Point labeling dataset excerpts:
━━━━━━━━━━━━━━━━━━━━

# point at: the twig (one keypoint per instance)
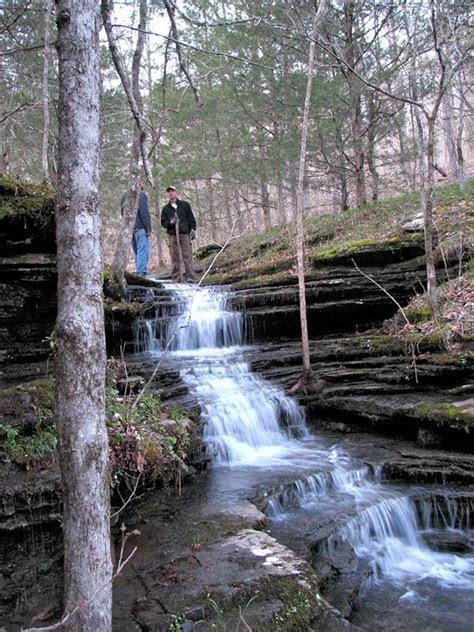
(367, 276)
(182, 62)
(130, 498)
(411, 345)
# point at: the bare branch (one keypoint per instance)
(182, 61)
(127, 85)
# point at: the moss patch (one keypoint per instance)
(446, 414)
(23, 199)
(374, 227)
(146, 440)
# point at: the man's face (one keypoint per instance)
(172, 195)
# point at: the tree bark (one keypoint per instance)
(46, 121)
(300, 206)
(448, 109)
(128, 86)
(120, 260)
(212, 212)
(79, 334)
(459, 135)
(356, 102)
(371, 135)
(266, 205)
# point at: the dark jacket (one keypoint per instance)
(184, 214)
(142, 219)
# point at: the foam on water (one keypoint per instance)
(249, 421)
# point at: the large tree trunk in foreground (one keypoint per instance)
(80, 359)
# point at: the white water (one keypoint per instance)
(253, 423)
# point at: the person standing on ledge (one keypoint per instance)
(141, 231)
(178, 219)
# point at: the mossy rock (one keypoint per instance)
(27, 217)
(454, 414)
(30, 200)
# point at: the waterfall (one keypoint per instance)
(247, 420)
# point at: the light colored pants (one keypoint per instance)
(141, 249)
(186, 254)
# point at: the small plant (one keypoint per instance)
(176, 623)
(12, 439)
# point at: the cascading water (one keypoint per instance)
(250, 422)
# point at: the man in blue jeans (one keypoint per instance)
(141, 231)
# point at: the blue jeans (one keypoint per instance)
(141, 249)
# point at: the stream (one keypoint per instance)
(373, 544)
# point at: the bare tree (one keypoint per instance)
(300, 200)
(79, 334)
(139, 146)
(46, 124)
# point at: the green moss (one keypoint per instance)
(445, 413)
(376, 225)
(470, 268)
(23, 199)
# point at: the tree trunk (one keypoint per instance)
(448, 108)
(356, 102)
(120, 260)
(427, 187)
(371, 134)
(212, 211)
(46, 121)
(281, 212)
(122, 249)
(300, 208)
(459, 135)
(79, 334)
(266, 205)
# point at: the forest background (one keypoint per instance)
(223, 89)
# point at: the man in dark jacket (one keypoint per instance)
(141, 231)
(178, 219)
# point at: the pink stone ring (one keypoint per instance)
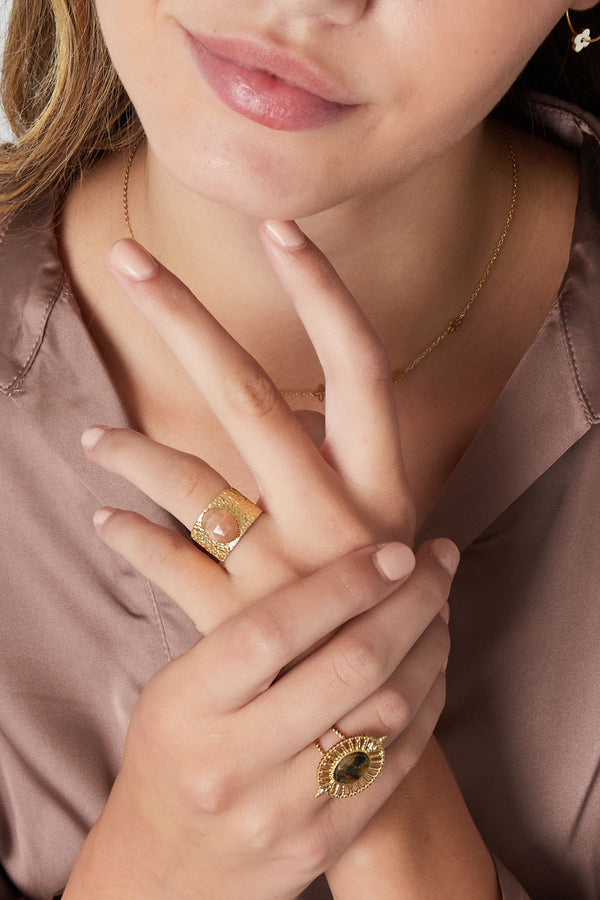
(224, 522)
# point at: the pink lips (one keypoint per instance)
(267, 85)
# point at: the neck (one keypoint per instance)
(410, 254)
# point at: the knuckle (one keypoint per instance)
(440, 636)
(261, 634)
(315, 851)
(185, 479)
(163, 551)
(393, 710)
(351, 588)
(257, 829)
(411, 754)
(206, 789)
(357, 661)
(375, 363)
(251, 394)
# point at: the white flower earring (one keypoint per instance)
(580, 39)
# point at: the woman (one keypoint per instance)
(370, 122)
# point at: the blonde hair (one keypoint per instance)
(62, 98)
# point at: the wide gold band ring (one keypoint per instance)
(350, 766)
(223, 523)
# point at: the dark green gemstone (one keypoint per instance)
(351, 768)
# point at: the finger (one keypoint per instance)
(355, 662)
(240, 393)
(391, 709)
(362, 433)
(260, 641)
(400, 759)
(177, 481)
(194, 581)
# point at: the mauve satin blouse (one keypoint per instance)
(81, 631)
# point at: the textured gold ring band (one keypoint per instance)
(222, 524)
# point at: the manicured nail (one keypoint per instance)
(447, 554)
(101, 515)
(91, 436)
(395, 561)
(286, 234)
(130, 258)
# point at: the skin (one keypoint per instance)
(201, 185)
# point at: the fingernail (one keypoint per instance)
(447, 554)
(101, 515)
(91, 436)
(130, 258)
(395, 561)
(286, 234)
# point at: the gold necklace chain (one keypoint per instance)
(399, 374)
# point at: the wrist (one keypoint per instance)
(422, 844)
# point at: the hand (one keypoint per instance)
(197, 755)
(319, 503)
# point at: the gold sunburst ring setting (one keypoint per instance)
(222, 524)
(350, 766)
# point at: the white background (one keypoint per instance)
(4, 7)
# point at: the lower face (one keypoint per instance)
(401, 84)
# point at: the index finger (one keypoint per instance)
(362, 431)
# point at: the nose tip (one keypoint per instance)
(341, 12)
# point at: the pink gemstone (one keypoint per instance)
(220, 525)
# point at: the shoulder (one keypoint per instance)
(31, 280)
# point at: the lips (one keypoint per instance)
(268, 85)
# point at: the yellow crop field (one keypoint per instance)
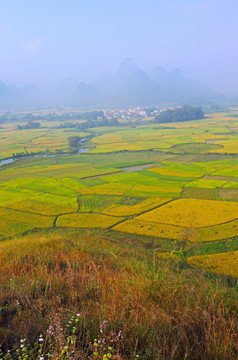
(126, 210)
(151, 229)
(47, 204)
(228, 147)
(14, 222)
(170, 172)
(218, 232)
(157, 191)
(224, 263)
(193, 213)
(88, 220)
(106, 189)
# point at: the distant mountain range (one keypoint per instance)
(129, 86)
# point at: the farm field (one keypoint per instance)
(140, 230)
(177, 182)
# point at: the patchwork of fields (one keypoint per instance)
(174, 183)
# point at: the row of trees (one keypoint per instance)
(185, 113)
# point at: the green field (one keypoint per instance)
(178, 182)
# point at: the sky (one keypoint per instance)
(46, 40)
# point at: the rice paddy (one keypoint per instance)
(176, 183)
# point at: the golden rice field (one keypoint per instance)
(127, 210)
(225, 263)
(186, 191)
(193, 213)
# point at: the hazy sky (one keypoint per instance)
(45, 40)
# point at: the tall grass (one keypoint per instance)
(163, 308)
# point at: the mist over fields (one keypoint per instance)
(128, 86)
(72, 54)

━━━━━━━━━━━━━━━━━━━━

_Aim of the task:_ Reproduce every line exactly and omit all pictures.

_Answer:_
# point at: the twig (one keypoint per instance)
(367, 276)
(182, 62)
(130, 498)
(411, 345)
# point at: the bare branch (one keypoint per instance)
(182, 61)
(127, 85)
# point at: the moss patch (one keypoint per instance)
(446, 414)
(23, 199)
(374, 227)
(146, 440)
# point at: the man's face (one keypoint per instance)
(172, 195)
# point at: the tree bark (one keypoint per instance)
(46, 121)
(300, 206)
(448, 109)
(128, 86)
(120, 260)
(212, 212)
(79, 334)
(459, 135)
(356, 102)
(371, 135)
(266, 205)
# point at: the dark jacket (one keypoint per instance)
(184, 214)
(142, 219)
# point at: the foam on water (one keypoint per instance)
(249, 421)
# point at: the large tree trunk in foreground (one keypoint per instance)
(80, 359)
# point at: the white water (one keypoint per instance)
(253, 423)
# point at: the person standing on ledge (one keypoint per instance)
(141, 231)
(178, 219)
# point at: the mossy rock (one keypoint per instance)
(27, 217)
(454, 414)
(30, 200)
# point at: the waterfall (one keypoint per instance)
(247, 420)
# point at: the light colored pants (one keypoint per instance)
(141, 249)
(186, 254)
# point at: the small plant (one keypoint per instance)
(176, 623)
(12, 439)
# point at: the cascading water (one keypoint per instance)
(250, 422)
# point at: the man in blue jeans (one keypoint per instance)
(141, 231)
# point at: the blue jeans (one keypoint per instance)
(141, 249)
# point at: the stream (one keypoint per instance)
(373, 544)
# point at: the bare tree (one keypoint per instance)
(300, 200)
(79, 334)
(139, 146)
(46, 124)
# point at: the green moss (one keypoint per instance)
(445, 413)
(376, 225)
(470, 268)
(23, 199)
# point at: the tree trunk (one keypoint per instance)
(448, 108)
(356, 102)
(120, 260)
(427, 187)
(371, 134)
(212, 211)
(46, 121)
(281, 212)
(122, 249)
(300, 208)
(459, 135)
(79, 334)
(266, 205)
# point at: the forest background (one keypoint per instance)
(223, 89)
# point at: the man in dark jacket (one keypoint per instance)
(141, 231)
(178, 219)
# point at: the pink stone ring (one keypoint per instance)
(224, 522)
# point at: the pink lips (one keypoint per instance)
(267, 85)
# point at: the neck (one keypoint per instance)
(410, 254)
# point at: the knuckle (one keypoint per instance)
(440, 636)
(261, 634)
(315, 851)
(185, 479)
(163, 551)
(393, 710)
(351, 588)
(257, 829)
(411, 754)
(206, 789)
(357, 661)
(375, 363)
(251, 394)
# point at: the white flower earring (one keypoint per instance)
(580, 39)
# point at: the woman (one keypoint per instance)
(370, 122)
# point at: the blonde hair (one keypoint per instance)
(62, 98)
# point at: the wide gold band ring (one keypoint per instance)
(350, 766)
(223, 523)
# point at: the dark green gemstone (one keypoint per instance)
(351, 768)
# point at: the finger (one keypoint per instance)
(355, 662)
(240, 393)
(391, 709)
(362, 433)
(260, 641)
(400, 759)
(177, 481)
(194, 581)
# point at: the mauve satin blouse (one keypoint per instance)
(81, 631)
# point at: the textured gold ring band (one keypoint per instance)
(222, 524)
# point at: the manicured nail (one keypoint per instance)
(447, 554)
(101, 515)
(91, 436)
(395, 561)
(286, 234)
(130, 258)
# point at: the skin (one keypoint per instance)
(201, 185)
# point at: the fingernail (one keypoint per instance)
(447, 554)
(101, 515)
(91, 436)
(130, 258)
(395, 561)
(286, 234)
# point at: the gold necklace chain (one keypoint per instance)
(399, 374)
# point at: the wrist (one keypoint per instance)
(422, 844)
# point at: the hand (one keypoint per instance)
(197, 755)
(319, 503)
# point at: the gold sunburst ring setting (one keypoint per instance)
(222, 524)
(350, 766)
# point at: the white background (one keypoint per instance)
(4, 7)
# point at: the lower face (one keypoint per instance)
(401, 84)
# point at: the index finger (one keypoint per instance)
(362, 431)
# point at: the nose tip (one keypoint per instance)
(341, 12)
# point at: the pink gemstone (one keypoint per instance)
(220, 525)
# point at: the shoulder (one keypoint per instance)
(31, 280)
# point at: the lips (one keypoint per instance)
(268, 85)
# point at: the yellow crop field (one keypoint per instance)
(126, 210)
(151, 229)
(47, 204)
(228, 147)
(14, 222)
(170, 172)
(218, 232)
(157, 191)
(224, 263)
(193, 213)
(88, 220)
(106, 189)
# point at: the distant mountain range (one keypoint per instance)
(129, 86)
# point at: the farm field (one keypoint per instance)
(140, 230)
(177, 182)
# point at: the patchwork of fields (one keypoint per instance)
(174, 183)
# point at: the row of trees (one keypoint per instance)
(185, 113)
# point at: the green field (one keypoint per instance)
(178, 182)
# point at: the sky (one keypoint per instance)
(46, 40)
# point at: the rice paddy (one keypoint per instance)
(176, 183)
# point at: the golden rice field (one keypoint per instance)
(127, 210)
(225, 263)
(186, 191)
(193, 213)
# point at: the hazy sky (one keypoint per instance)
(45, 40)
# point at: the tall grass (one keypoint per instance)
(163, 308)
# point at: the mist over fields (one keypoint per instance)
(128, 86)
(72, 54)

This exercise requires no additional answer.